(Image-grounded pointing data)
--- START ---

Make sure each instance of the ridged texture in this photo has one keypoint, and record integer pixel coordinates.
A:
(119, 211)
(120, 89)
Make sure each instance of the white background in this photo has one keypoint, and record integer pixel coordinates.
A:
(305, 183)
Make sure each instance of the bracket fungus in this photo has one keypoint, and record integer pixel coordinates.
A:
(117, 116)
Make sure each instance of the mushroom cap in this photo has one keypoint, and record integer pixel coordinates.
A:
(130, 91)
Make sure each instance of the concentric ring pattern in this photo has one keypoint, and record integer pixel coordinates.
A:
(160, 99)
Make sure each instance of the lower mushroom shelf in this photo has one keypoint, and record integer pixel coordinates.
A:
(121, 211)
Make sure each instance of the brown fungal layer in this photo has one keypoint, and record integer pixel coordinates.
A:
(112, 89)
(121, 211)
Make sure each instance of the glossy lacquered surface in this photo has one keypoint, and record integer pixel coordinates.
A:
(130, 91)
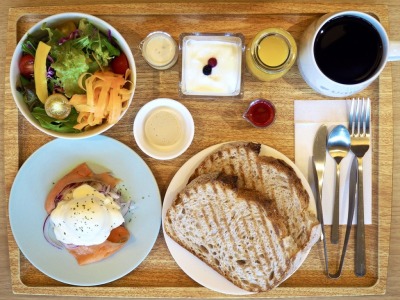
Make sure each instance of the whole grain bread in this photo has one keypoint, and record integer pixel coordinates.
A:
(238, 232)
(271, 177)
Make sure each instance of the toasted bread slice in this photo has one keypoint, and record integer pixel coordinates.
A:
(237, 232)
(273, 178)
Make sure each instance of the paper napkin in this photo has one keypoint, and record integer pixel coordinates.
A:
(309, 115)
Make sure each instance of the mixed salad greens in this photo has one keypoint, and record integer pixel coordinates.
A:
(66, 53)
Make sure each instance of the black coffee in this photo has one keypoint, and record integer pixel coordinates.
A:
(348, 49)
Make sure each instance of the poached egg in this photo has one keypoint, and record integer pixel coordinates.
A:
(87, 218)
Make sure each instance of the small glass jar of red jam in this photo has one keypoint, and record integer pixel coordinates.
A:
(260, 113)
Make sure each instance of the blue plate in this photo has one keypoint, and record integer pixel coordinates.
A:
(52, 161)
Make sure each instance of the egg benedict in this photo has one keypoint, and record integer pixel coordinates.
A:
(86, 214)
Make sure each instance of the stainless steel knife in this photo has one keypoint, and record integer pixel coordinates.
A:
(319, 154)
(352, 199)
(318, 167)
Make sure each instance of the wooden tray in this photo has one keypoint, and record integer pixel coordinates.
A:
(216, 121)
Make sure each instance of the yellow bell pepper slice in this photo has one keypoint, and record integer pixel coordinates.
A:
(40, 71)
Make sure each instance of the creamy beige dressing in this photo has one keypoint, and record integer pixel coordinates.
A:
(163, 128)
(159, 49)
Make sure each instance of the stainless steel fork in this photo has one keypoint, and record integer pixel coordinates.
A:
(359, 127)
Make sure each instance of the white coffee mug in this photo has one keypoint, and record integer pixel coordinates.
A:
(326, 84)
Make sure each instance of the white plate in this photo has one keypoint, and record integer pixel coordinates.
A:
(35, 179)
(189, 263)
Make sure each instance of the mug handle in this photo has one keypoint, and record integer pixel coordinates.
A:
(394, 51)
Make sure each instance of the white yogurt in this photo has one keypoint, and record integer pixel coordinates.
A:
(225, 77)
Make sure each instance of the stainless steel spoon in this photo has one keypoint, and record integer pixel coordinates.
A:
(338, 146)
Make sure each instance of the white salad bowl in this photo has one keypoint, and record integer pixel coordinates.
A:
(53, 21)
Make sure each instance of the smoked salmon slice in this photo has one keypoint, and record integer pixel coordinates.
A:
(81, 173)
(89, 254)
(118, 236)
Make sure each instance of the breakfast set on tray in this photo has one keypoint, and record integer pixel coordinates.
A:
(238, 217)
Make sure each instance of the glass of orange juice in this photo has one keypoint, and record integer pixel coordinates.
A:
(271, 54)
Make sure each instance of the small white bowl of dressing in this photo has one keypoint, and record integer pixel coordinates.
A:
(163, 128)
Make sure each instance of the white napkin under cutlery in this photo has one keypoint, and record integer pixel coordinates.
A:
(308, 116)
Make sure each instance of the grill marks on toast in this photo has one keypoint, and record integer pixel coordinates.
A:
(269, 176)
(237, 232)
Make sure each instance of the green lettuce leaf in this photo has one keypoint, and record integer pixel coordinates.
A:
(65, 126)
(69, 64)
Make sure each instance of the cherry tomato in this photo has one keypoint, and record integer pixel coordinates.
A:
(26, 65)
(120, 64)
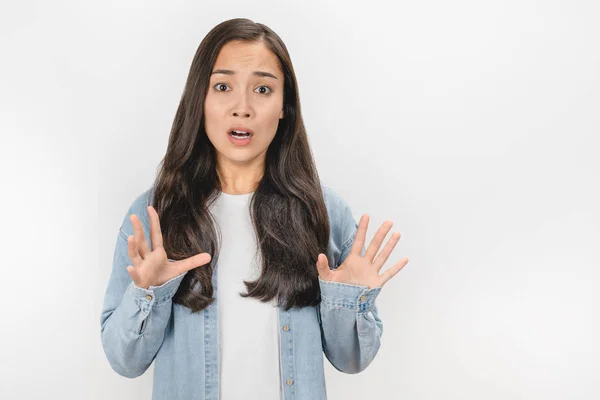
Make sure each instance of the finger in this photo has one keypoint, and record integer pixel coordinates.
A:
(132, 251)
(389, 274)
(138, 233)
(190, 263)
(361, 233)
(133, 274)
(323, 267)
(387, 250)
(377, 240)
(155, 232)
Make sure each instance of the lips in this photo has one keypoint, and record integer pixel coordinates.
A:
(240, 128)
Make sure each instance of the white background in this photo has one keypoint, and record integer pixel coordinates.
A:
(472, 125)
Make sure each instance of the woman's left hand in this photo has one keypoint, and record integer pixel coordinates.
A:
(364, 271)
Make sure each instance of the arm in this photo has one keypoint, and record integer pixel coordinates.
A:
(133, 319)
(350, 325)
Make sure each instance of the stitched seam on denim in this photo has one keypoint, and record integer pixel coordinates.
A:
(339, 304)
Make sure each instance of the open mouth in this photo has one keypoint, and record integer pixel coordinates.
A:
(240, 134)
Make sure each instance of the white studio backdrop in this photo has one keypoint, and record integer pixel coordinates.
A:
(472, 125)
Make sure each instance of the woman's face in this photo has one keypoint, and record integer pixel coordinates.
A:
(245, 93)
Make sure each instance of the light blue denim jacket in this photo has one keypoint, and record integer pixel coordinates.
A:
(139, 326)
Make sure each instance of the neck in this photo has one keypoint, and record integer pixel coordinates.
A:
(240, 178)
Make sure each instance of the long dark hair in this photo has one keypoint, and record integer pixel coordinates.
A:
(288, 211)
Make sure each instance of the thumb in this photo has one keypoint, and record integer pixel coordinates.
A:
(323, 267)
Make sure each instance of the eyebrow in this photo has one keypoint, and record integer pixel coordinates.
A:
(256, 73)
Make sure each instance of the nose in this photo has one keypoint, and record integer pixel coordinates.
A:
(241, 107)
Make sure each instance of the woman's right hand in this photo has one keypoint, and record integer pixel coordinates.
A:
(152, 268)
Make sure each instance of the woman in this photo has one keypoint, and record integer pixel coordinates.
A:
(253, 269)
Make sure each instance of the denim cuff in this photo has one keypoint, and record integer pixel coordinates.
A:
(146, 298)
(350, 297)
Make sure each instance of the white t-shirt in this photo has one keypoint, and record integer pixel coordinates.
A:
(248, 328)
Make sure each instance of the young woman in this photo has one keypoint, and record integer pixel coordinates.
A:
(238, 269)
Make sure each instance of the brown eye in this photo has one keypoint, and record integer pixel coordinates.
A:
(218, 86)
(264, 87)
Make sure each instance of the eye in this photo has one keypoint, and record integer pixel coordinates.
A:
(219, 85)
(265, 87)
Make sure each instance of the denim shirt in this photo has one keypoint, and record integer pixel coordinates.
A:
(139, 326)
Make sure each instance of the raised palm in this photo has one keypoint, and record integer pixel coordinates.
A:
(152, 268)
(364, 271)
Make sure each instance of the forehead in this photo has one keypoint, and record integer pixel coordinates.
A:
(240, 55)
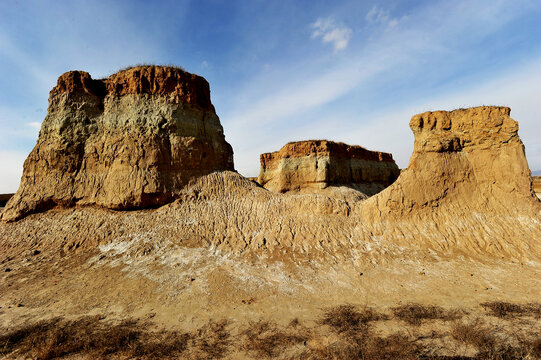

--- END ---

> **TASK DESCRIPTION**: Repeat the records in full and exactly, leaving every picture out.

> **WRITTEN ANSWER**:
Make sure each instance of the ridged texture in this photo has one keypoint, and record integer pixel coordinates.
A:
(119, 211)
(120, 89)
Make sure each instance of the white background in this photo has one keypoint, and record integer pixel coordinates.
A:
(305, 183)
Make sure each instance of the bracket fungus in this photo has one keypoint, and record integer pixel coordinates.
A:
(117, 116)
Make sure each instance of the mushroom cap in this photo has one keypoint, and record integer pixel coordinates.
A:
(130, 91)
Make sure each instance of the concentric ring pattern in this photo has one keypoint, and record integer pixel coordinates.
A:
(160, 99)
Make sure each instance of the lower mushroom shelf in this photo has one keypoint, and record integer pixel coordinates.
A:
(121, 211)
Make sure each instance of the brown fungal layer in this photo has one keypoint, and record integer pixel coordinates.
A:
(112, 89)
(121, 211)
Make sure each instance of the glossy lacquered surface in this photo has one keypoint, and record integer pixel coordinates.
A:
(130, 91)
Make sure each instance of the whole grain bread in this photo has one keypoint, and record integer pixel coordinates.
A:
(238, 232)
(271, 177)
Make sure each instance of the toasted bread slice in this photo has one keypoint, and record integer pixel coordinates.
A:
(237, 232)
(273, 178)
Make sure each instance of the paper napkin in this photo has one keypoint, and record integer pixel coordinates.
A:
(309, 115)
Make sure each instance of the mixed salad greens in this photo has one keypoint, and record integer pixel coordinates.
A:
(66, 53)
Make sure each instance of the black coffee in this photo has one keypoint, and record integer pixel coordinates.
A:
(348, 49)
Make sure each instance of the poached egg in this photo has one keypoint, and record integer pixel coordinates.
A:
(87, 218)
Make sure each instance of the small glass jar of red jam in this photo has one keypoint, and record integer pixel coordinates.
A:
(260, 113)
Make sure each instance of the blue plate in this photo has one keypoint, and record integer pixel coordinates.
A:
(52, 161)
Make sure each instance of the egg benedict in this photo has one keypoint, and record integer pixel coordinates.
A:
(86, 214)
Make sure each instance of the stainless steel knife in this photo has one keypoint, and record integer pixel coordinates.
A:
(319, 154)
(352, 199)
(318, 167)
Make sure each instance of the wooden tray in this photo has one keypoint, and record integer pixel coordinates.
A:
(216, 121)
Make sure each instance of the yellow bell pepper slice in this photo has one keypoint, and record integer pixel coordinates.
A:
(40, 71)
Make sure each instance of the creamy beige dressing in this photo has one keypoint, and record integer pixel coordinates.
A:
(163, 128)
(159, 49)
Make sure each instance of the stainless steel fork in this photo has one keypoint, and record integer pixel coordinates.
A:
(359, 127)
Make sure each instance of the white coffee mug in this photo has one keypoint, and record integer pixel coordinates.
A:
(326, 84)
Make sure each instance of the white plate in this photo has one keypoint, and record integer pixel coordinates.
A:
(35, 179)
(189, 263)
Make sure each instance of the mug handle in this photo has one keypoint, and record integer pixel coordinates.
A:
(394, 51)
Make sure each instance of the white yogurt in this photo has one keypoint, and record integer pixel coordinates.
A:
(225, 77)
Make sure each instance of the stainless steel spoon in this photo has one keypoint, and record integer pixel coordinates.
A:
(338, 146)
Make sure each instance of the white salad bowl in this photo has one keypoint, and record integer pixel coordinates.
A:
(53, 21)
Make sure each instance of the smoked salmon slice in this photo has one keypoint, and record integer pixel coordinates.
A:
(81, 173)
(89, 254)
(118, 236)
Make sure each instance of the breakfast set on tray in this photo has one keypoint, and record integer pixel coordinates.
A:
(238, 217)
Make sure each instance of the glass of orange juice in this photo has one keypoint, and record integer pixel coordinates.
A:
(271, 54)
Make sure each instance of the small white bowl of dressing in this photo has one keypoint, and record integer pixel coordinates.
A:
(163, 128)
Make sure each instance of the white napkin under cutlery in this photo has one keypoint, and record integer pixel coordinates.
A:
(308, 116)
Make sure each instance of the grill marks on toast in this photo has one keypoint, and record integer pixel coordinates.
A:
(269, 176)
(237, 232)
Make sure each instance of the green lettuce leaf in this photo has one keypoint, and record integer pixel coordinates.
A:
(65, 126)
(69, 64)
Make sure each instance of the cherry tomato in this photo has one keypoint, and record integer pixel coordinates.
A:
(26, 65)
(120, 64)
Make sure each instance of the finger in this photo has one keypoint, and record integer pixel coordinates.
A:
(132, 251)
(389, 274)
(138, 233)
(190, 263)
(361, 233)
(133, 274)
(323, 267)
(387, 250)
(377, 240)
(155, 232)
Make sure each instance of the lips in this photo has one keypoint, and record integer pixel coordinates.
A:
(240, 128)
Make sure each instance of the white background in this photo has one keypoint, and record integer pixel coordinates.
A:
(472, 125)
Make sure each instance of the woman's left hand in this photo has one keypoint, and record integer pixel coordinates.
A:
(364, 271)
Make sure each instance of the arm in this photo has one keypoint, and record integer pixel coordinates.
A:
(133, 319)
(350, 325)
Make sure each instance of the stitched seam on denim in this photo has one keypoint, and record integer pixel coordinates.
A:
(339, 304)
Make sure each instance of the open mouth in this photo has one keypoint, and record integer pixel coordinates.
A:
(240, 134)
Make sure each instance of the white studio backdrop in this photo has one keypoint, and record integer pixel coordinates.
A:
(472, 125)
Make sure each instance of the woman's face in this photo has one keypoint, and record integer pixel coordinates.
A:
(245, 93)
Make sure each instance of the light blue denim jacket in this photo has one keypoint, and record integer pixel coordinates.
A:
(139, 326)
Make sure each instance of the neck in this photo has one keypoint, and record integer pixel coordinates.
A:
(240, 178)
Make sure each instance of the long dark hair in this photo has one keypoint, and record integer pixel coordinates.
A:
(288, 211)
Make sure each instance of the thumb in this photo has one keypoint, and record integer pixel coordinates.
A:
(323, 267)
Make sure each instance of the eyebrow in this photo has one keypoint, and record integer pixel coordinates.
A:
(256, 73)
Make sure each instance of the nose in this photo has one keypoint, and record integer pixel coordinates.
A:
(241, 107)
Make sure each instance of the woman's right hand in this photo has one keypoint, and record integer pixel coordinates.
A:
(152, 268)
Make sure each instance of the woman in this photo has one keypoint, and record integer pixel coordinates.
A:
(253, 269)
Make sure each instance of the denim cuff in this photo has one keypoint, and record integer pixel coordinates.
A:
(146, 298)
(350, 297)
Make sure each instance of the white t-shirt in this photo has one keypoint, and record integer pixel coordinates.
A:
(248, 328)
Make sure each instance of the young woman in this photo has one keypoint, and record integer pixel coordinates.
A:
(238, 269)
Make sure each instance of the brown eye in this photo has one keypoint, and record integer pixel coordinates.
A:
(218, 86)
(264, 87)
Make sure each instance of the eye in this photo has one keypoint, and record integer pixel coordinates.
A:
(219, 85)
(265, 87)
Make sure each instance of the denim shirt in this photo has one keypoint, and record integer pixel coordinates.
A:
(139, 326)
Make sure each instance of the raised palm in this photo has one keypoint, and record integer pixel coordinates.
A:
(152, 268)
(364, 271)
Make sure each instance of the forehead in this photo has one keypoint, and record integer pixel coordinates.
A:
(240, 55)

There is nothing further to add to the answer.